Update the material below by replacing every occurrence of "skyscraper silhouette" with "tower silhouette", leaving all other text unchanged. Leave the pictures out of your response.
━━ Data section
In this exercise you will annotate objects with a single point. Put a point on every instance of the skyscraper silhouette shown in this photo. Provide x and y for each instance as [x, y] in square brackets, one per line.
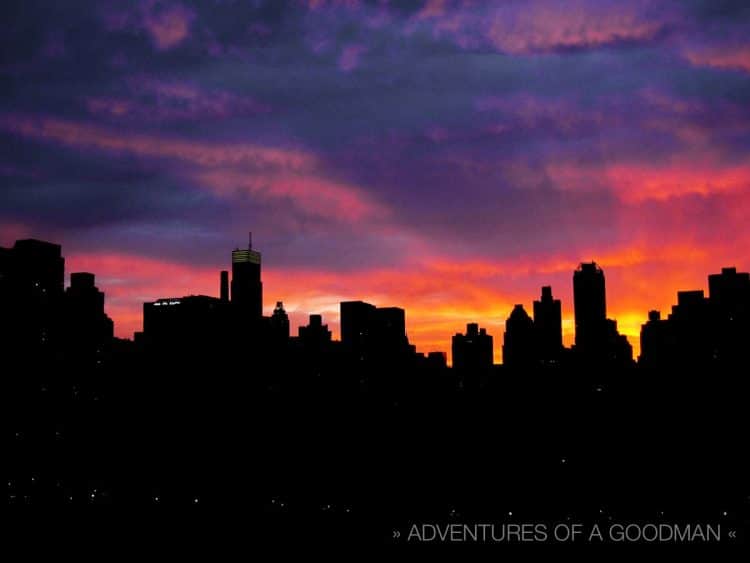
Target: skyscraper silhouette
[472, 351]
[279, 322]
[590, 308]
[519, 342]
[88, 330]
[548, 327]
[247, 287]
━━━━
* The completed task:
In this exercise you will annotate objects with a single point. Put a point on every instance of the tower silhouette shown in this photo. Provide x and y for each instance as [x, y] in square brackets, one per line.
Target: tower silhouette
[472, 351]
[279, 322]
[590, 308]
[519, 342]
[88, 330]
[548, 327]
[247, 287]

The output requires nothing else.